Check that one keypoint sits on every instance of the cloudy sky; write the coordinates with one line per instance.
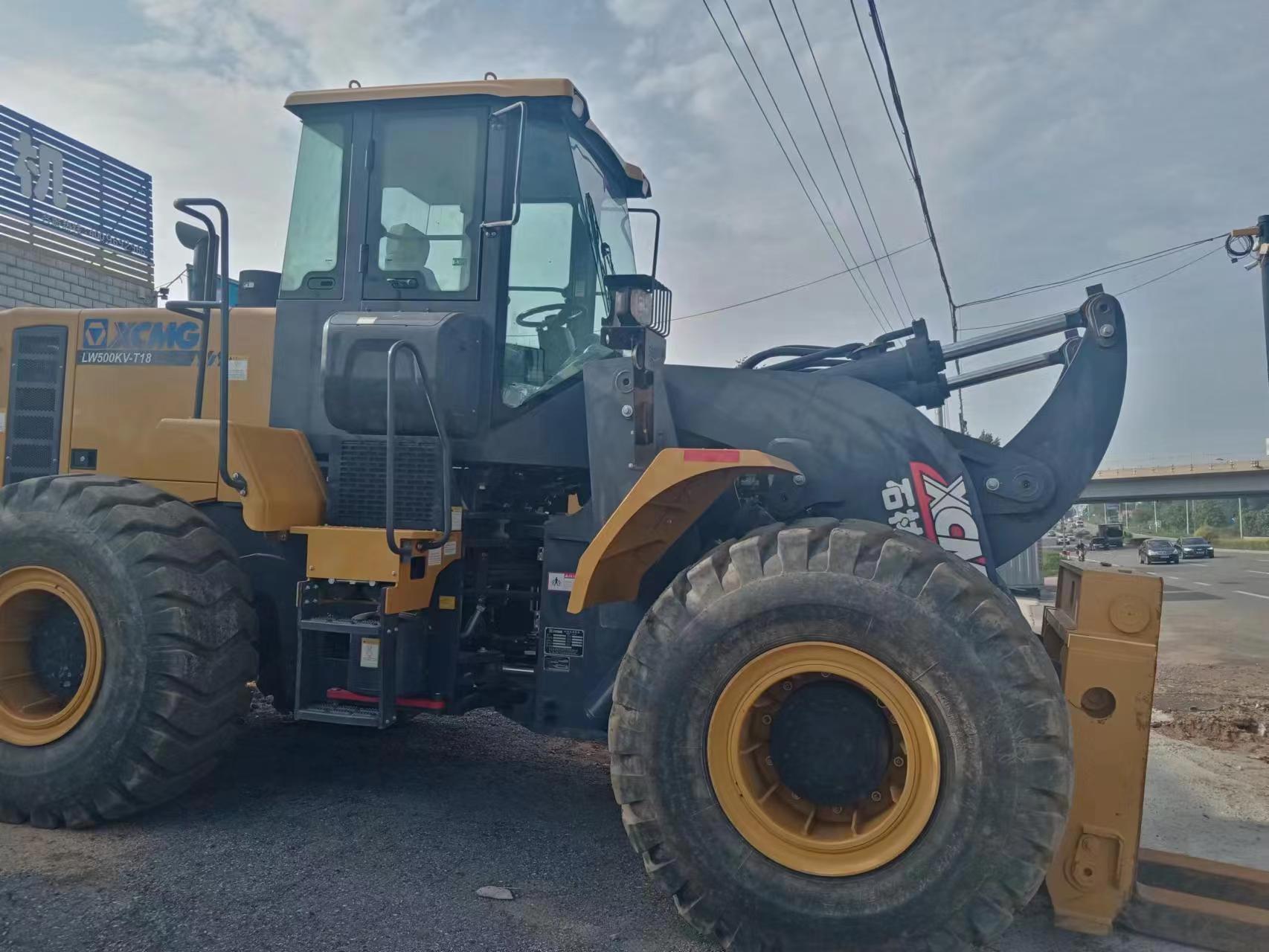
(1053, 138)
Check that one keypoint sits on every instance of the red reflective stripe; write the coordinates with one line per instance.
(428, 704)
(711, 456)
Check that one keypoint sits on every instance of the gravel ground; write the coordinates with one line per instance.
(344, 839)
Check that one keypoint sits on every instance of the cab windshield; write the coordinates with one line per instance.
(574, 231)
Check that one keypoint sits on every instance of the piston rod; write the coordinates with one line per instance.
(1010, 368)
(1017, 334)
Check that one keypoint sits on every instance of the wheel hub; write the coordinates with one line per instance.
(823, 758)
(51, 655)
(832, 743)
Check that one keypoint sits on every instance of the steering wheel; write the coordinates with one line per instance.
(548, 320)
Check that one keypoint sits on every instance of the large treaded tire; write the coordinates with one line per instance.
(178, 631)
(963, 648)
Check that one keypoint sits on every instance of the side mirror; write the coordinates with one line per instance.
(202, 269)
(515, 181)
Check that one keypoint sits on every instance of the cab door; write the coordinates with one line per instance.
(425, 203)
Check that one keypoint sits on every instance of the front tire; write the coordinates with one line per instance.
(142, 583)
(974, 673)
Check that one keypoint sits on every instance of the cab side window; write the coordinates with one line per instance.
(424, 216)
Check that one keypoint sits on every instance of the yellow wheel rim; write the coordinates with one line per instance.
(824, 839)
(42, 697)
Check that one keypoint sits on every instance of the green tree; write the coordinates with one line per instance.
(1213, 513)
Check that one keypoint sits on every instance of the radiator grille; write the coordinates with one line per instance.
(34, 425)
(358, 486)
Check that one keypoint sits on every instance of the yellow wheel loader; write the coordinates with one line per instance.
(440, 463)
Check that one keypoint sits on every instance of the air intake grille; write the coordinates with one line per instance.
(357, 483)
(34, 431)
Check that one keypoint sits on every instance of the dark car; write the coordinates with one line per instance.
(1157, 550)
(1195, 547)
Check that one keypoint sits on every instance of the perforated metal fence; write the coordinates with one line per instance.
(70, 199)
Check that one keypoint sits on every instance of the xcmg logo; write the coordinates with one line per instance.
(104, 334)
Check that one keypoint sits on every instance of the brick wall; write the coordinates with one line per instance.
(30, 276)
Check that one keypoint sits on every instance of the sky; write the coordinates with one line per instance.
(1053, 138)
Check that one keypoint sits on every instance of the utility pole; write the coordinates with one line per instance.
(1259, 237)
(1263, 254)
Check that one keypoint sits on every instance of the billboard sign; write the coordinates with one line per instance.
(71, 199)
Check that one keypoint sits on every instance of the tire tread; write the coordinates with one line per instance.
(199, 632)
(923, 573)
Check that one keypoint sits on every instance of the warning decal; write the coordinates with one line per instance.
(560, 582)
(568, 643)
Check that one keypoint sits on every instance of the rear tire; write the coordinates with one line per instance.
(176, 627)
(954, 639)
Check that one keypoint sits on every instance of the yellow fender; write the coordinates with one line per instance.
(670, 495)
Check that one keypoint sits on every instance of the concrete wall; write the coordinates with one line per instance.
(30, 276)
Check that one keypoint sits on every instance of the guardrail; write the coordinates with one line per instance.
(1125, 472)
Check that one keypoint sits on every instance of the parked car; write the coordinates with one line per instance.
(1157, 550)
(1195, 547)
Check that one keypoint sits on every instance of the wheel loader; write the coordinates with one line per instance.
(440, 463)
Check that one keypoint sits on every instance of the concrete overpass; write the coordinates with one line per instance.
(1224, 479)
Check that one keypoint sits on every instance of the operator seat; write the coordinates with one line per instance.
(406, 251)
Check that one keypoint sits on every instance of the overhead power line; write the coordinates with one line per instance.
(1096, 272)
(1118, 294)
(780, 143)
(878, 312)
(884, 251)
(920, 187)
(911, 156)
(877, 82)
(832, 155)
(796, 287)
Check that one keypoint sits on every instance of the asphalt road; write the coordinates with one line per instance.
(341, 839)
(1216, 611)
(344, 839)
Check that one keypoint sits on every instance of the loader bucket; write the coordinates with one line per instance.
(1103, 636)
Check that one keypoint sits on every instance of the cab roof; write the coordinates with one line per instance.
(637, 183)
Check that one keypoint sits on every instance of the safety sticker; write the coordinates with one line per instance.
(568, 643)
(560, 582)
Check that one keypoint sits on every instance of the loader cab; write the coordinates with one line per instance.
(476, 220)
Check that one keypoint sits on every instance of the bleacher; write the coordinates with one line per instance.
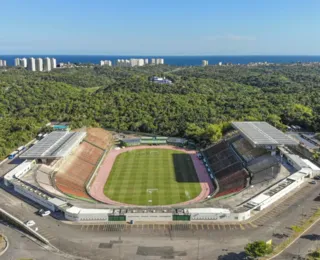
(227, 168)
(232, 183)
(246, 150)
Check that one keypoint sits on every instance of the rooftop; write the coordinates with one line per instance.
(57, 144)
(262, 133)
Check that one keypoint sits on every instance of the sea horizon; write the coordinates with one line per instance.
(175, 60)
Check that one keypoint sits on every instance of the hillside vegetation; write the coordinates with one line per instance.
(200, 104)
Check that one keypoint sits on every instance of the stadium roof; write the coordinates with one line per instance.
(262, 133)
(57, 144)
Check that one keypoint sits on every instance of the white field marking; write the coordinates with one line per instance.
(151, 190)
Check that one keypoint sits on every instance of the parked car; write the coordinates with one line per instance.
(44, 213)
(30, 223)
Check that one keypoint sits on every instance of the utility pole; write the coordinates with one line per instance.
(198, 248)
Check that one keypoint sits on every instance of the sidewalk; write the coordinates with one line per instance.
(4, 244)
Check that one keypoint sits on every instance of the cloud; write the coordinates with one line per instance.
(232, 37)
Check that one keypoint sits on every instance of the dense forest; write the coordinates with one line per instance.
(200, 104)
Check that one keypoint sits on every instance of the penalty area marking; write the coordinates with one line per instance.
(151, 190)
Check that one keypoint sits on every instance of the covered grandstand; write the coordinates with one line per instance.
(248, 158)
(226, 167)
(56, 145)
(263, 134)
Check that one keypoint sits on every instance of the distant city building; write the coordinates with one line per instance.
(105, 63)
(53, 63)
(161, 80)
(3, 63)
(16, 62)
(23, 62)
(157, 61)
(205, 63)
(47, 64)
(31, 64)
(39, 64)
(130, 63)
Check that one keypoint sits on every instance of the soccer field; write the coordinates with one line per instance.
(152, 177)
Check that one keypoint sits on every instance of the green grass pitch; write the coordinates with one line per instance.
(152, 177)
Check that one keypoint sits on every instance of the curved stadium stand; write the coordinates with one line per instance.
(227, 168)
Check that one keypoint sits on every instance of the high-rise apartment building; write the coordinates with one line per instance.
(16, 62)
(23, 62)
(105, 63)
(205, 63)
(39, 64)
(53, 63)
(46, 64)
(31, 64)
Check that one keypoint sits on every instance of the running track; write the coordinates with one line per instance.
(96, 189)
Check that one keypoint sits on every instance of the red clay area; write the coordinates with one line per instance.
(75, 171)
(96, 189)
(99, 137)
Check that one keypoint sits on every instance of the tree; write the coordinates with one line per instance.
(258, 249)
(314, 255)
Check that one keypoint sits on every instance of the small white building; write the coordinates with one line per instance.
(31, 64)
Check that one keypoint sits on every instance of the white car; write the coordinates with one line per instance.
(44, 213)
(30, 223)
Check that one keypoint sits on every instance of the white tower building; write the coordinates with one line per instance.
(47, 64)
(39, 64)
(23, 62)
(205, 63)
(16, 62)
(53, 63)
(31, 64)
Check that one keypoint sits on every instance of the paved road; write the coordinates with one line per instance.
(181, 241)
(20, 246)
(307, 243)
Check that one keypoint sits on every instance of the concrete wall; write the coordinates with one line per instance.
(149, 216)
(17, 222)
(34, 197)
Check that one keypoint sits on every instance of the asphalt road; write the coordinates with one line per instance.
(183, 241)
(22, 247)
(306, 244)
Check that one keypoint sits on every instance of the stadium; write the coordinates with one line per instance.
(156, 178)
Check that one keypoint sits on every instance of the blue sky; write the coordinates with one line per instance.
(160, 27)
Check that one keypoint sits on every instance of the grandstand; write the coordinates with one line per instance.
(226, 167)
(56, 145)
(246, 158)
(246, 150)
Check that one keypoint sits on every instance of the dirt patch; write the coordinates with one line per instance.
(99, 137)
(78, 167)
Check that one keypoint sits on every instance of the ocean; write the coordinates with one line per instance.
(171, 60)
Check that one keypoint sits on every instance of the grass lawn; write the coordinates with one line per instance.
(152, 177)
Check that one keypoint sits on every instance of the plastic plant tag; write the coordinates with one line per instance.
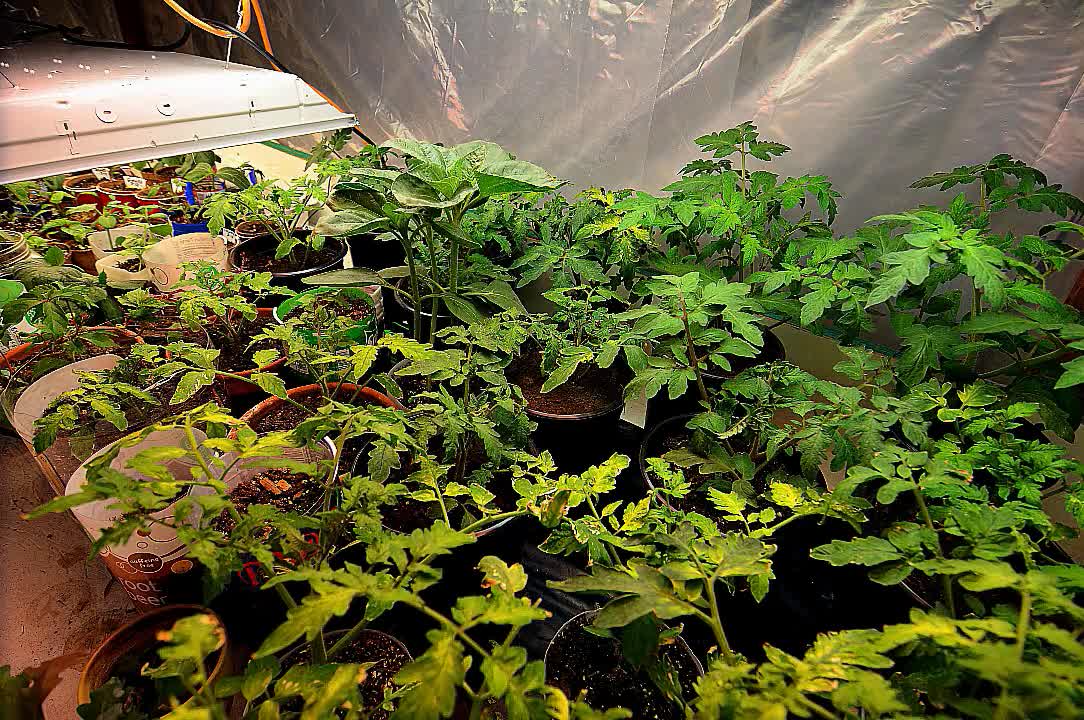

◆ ◆ ◆ ◆

## What is asked:
Repeat the items verbatim, starting with the line that contains "Check that one keypoint sits on every instance of the warning" and continuing through the line that contains "(1103, 636)".

## Exercise answer:
Check that one keypoint sits on every instance of the warning decal; write the coordinates with one line per instance.
(560, 582)
(568, 643)
Check that one keypoint sits on every instance of the rear tire; write the coordinates with one line per instance.
(176, 627)
(954, 639)
Check that one keypoint sits on every instance of the yellow fender; write the coordinates with one line per instance.
(670, 495)
Check that one keypoint sits on every instance of the concrete wall; write the coordinates with one line per instance.
(30, 276)
Check that one keypoint sits on every instance of the guardrail; write the coordinates with one line per instance.
(1125, 472)
Check that one keypoint sits on every instance of the parked car; write the coordinates with one line per instance.
(1157, 550)
(1195, 547)
Check that one keypoint sits on every instance of the wheel loader; write the coordinates with one line per instance.
(440, 463)
Check that one keypoint sits on every instance of the concrete overpass; write the coordinates with one line per instance.
(1224, 479)
Check that one keypoint sits on every instance of the operator seat; write the coordinates with one line per instance.
(406, 251)
Check that one keypoint sits on every instance of the overhead power line; write the coordinates with one line per instance.
(1096, 272)
(1118, 294)
(780, 143)
(878, 312)
(884, 251)
(920, 187)
(911, 156)
(877, 82)
(832, 155)
(796, 287)
Check that one keypoint sits on every instance of the asphalt road; write the coordinates with one line per instance.
(341, 839)
(1216, 611)
(344, 839)
Check that one keypoint sits on every instance of the loader bucket; write the coordinates with one line per instance.
(1103, 636)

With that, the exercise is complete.